◆ **WHAT NEEDS TO BE DONE**: Copy the records below verbatim, starting at the line that contains "Guideline: one keypoint for each instance of the gravel" and continuing through the end of the records, both included.

(Stored items)
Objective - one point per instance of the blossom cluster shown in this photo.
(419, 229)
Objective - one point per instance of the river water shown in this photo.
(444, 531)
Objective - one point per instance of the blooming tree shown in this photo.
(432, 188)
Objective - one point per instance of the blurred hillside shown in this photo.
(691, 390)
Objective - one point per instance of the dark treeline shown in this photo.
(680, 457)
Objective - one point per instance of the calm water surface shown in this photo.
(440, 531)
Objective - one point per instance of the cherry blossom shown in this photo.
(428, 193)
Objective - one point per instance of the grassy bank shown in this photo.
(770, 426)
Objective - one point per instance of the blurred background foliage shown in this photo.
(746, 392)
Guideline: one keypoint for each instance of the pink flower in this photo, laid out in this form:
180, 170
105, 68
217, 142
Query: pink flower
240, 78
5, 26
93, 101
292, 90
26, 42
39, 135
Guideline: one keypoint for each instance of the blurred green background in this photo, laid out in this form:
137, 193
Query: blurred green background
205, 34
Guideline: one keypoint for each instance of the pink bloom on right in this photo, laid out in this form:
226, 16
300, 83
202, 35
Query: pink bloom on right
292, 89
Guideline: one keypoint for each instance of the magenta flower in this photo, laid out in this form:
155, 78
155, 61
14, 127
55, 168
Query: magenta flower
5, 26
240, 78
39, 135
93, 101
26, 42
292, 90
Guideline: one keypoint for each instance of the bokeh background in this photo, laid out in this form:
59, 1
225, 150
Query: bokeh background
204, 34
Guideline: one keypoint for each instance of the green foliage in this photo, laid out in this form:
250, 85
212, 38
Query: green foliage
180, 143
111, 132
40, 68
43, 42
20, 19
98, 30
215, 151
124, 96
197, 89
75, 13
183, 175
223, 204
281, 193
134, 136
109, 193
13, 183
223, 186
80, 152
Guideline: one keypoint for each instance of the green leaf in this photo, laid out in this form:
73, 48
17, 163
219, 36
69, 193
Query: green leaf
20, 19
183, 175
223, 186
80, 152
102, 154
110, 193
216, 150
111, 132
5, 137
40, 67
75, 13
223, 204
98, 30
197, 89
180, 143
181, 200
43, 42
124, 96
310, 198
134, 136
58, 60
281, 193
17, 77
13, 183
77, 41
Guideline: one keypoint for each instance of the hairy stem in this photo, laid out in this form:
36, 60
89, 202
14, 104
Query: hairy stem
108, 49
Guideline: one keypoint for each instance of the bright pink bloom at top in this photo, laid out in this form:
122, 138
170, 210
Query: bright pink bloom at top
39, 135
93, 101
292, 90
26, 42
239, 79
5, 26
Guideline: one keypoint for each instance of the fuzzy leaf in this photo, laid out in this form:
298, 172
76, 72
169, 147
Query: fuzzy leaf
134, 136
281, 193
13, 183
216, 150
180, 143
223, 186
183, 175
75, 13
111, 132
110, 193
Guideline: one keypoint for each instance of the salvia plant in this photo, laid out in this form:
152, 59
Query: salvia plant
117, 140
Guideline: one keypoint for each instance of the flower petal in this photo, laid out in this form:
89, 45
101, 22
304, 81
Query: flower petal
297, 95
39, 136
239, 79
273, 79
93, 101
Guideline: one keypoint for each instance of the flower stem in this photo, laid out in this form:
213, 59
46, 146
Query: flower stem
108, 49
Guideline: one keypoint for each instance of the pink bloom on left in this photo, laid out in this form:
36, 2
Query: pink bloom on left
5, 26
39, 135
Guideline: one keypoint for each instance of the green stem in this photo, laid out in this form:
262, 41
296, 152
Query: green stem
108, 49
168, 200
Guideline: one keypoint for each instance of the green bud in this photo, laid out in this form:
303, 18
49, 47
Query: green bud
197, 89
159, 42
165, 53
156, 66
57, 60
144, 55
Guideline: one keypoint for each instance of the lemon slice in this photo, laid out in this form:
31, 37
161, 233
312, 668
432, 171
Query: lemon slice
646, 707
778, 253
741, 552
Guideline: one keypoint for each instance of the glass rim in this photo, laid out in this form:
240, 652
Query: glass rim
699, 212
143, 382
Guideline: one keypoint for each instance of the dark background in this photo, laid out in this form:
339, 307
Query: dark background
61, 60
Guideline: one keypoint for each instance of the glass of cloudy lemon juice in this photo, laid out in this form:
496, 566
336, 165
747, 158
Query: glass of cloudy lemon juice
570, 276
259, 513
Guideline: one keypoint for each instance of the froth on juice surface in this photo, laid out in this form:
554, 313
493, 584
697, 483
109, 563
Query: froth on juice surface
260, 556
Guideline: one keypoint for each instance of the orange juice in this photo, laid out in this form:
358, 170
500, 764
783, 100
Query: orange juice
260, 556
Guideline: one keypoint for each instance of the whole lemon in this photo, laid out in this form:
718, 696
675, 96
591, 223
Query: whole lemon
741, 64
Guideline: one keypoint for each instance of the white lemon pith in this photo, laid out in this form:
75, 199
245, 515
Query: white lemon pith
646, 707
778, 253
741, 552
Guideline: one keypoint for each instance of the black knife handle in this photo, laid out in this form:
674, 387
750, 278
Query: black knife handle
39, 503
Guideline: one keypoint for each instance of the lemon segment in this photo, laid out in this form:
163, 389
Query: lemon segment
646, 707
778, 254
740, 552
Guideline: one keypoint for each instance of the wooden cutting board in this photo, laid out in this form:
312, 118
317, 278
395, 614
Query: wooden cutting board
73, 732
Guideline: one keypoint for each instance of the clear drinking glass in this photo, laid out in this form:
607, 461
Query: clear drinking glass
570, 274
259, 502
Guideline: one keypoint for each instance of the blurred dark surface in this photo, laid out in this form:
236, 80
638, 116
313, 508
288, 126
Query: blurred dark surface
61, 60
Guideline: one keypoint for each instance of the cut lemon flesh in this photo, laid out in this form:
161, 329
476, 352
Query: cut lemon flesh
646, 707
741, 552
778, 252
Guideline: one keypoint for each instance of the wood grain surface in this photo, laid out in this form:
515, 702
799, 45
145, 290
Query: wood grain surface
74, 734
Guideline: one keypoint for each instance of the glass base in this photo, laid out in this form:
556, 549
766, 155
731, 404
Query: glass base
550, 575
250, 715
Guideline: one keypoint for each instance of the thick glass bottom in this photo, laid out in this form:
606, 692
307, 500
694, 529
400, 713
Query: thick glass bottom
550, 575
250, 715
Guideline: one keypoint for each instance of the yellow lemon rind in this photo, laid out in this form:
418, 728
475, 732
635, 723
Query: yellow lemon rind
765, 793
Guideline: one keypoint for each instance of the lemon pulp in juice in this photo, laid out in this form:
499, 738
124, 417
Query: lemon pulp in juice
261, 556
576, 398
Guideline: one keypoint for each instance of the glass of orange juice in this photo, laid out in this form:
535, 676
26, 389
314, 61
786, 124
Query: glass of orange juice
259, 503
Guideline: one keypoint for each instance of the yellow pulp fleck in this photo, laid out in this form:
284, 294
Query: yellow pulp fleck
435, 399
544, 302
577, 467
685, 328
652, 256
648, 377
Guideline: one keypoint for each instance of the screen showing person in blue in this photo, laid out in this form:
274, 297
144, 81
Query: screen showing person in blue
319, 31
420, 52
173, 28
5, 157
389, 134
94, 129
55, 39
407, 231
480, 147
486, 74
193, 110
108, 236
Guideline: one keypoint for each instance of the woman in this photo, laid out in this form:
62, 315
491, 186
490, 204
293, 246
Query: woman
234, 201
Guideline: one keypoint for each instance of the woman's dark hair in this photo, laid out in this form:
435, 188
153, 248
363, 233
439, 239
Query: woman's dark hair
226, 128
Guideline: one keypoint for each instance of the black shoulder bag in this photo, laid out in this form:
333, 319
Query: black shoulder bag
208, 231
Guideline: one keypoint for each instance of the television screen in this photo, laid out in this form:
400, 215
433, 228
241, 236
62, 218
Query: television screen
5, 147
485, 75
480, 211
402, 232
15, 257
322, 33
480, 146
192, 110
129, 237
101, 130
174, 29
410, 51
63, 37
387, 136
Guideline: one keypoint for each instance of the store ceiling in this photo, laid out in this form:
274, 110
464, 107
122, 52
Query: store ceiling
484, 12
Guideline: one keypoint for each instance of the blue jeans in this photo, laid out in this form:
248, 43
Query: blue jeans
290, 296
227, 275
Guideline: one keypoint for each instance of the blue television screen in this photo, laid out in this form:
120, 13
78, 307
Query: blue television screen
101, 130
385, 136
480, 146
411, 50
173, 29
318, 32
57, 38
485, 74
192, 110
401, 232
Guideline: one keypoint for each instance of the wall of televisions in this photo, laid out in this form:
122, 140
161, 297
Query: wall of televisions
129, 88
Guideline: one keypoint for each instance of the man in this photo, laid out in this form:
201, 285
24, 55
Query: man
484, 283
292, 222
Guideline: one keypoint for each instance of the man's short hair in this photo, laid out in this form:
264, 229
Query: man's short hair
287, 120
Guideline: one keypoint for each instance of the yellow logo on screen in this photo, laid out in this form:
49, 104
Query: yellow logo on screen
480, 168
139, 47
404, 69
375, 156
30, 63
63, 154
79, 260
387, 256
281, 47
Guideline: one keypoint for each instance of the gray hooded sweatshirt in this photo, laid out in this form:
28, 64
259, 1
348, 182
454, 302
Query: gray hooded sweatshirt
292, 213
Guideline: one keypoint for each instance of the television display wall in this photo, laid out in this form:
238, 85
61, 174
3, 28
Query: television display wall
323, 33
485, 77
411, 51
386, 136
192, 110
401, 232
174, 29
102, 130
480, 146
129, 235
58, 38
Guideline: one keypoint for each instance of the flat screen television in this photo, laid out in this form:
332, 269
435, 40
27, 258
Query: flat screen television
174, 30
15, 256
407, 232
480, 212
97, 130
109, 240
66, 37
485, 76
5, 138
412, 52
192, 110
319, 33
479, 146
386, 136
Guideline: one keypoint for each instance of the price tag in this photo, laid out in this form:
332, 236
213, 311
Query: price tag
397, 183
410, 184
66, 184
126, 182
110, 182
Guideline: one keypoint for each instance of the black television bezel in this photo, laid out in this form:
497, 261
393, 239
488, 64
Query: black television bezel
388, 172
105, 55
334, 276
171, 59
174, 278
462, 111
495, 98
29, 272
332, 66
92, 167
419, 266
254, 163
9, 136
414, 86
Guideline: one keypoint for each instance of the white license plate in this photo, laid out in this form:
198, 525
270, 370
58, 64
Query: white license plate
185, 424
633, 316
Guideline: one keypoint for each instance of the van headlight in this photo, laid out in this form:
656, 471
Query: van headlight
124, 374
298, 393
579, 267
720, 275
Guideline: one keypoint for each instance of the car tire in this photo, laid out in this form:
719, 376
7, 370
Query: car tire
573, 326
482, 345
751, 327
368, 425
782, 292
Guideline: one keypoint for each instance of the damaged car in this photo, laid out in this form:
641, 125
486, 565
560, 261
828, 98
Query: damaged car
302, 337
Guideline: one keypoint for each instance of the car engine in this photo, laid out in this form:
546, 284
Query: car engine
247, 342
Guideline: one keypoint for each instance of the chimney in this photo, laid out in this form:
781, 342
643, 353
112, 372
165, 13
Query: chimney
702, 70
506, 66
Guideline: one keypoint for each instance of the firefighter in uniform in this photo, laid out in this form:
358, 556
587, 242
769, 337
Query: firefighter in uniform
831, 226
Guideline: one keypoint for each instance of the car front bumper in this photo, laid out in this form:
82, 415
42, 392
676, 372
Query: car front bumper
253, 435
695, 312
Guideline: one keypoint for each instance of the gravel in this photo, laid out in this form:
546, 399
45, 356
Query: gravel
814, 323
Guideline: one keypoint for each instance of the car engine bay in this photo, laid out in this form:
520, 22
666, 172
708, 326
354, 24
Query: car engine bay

◆ **COMPLETED TASK**:
Guideline: one keypoint for each instance of the gravel in this photo, laid out in this form:
546, 399
45, 356
Query: gravel
814, 323
Guideline: one keypoint for each instance of the car engine bay in this photo, laid out in this form:
520, 22
666, 172
708, 326
354, 24
Query: car engine bay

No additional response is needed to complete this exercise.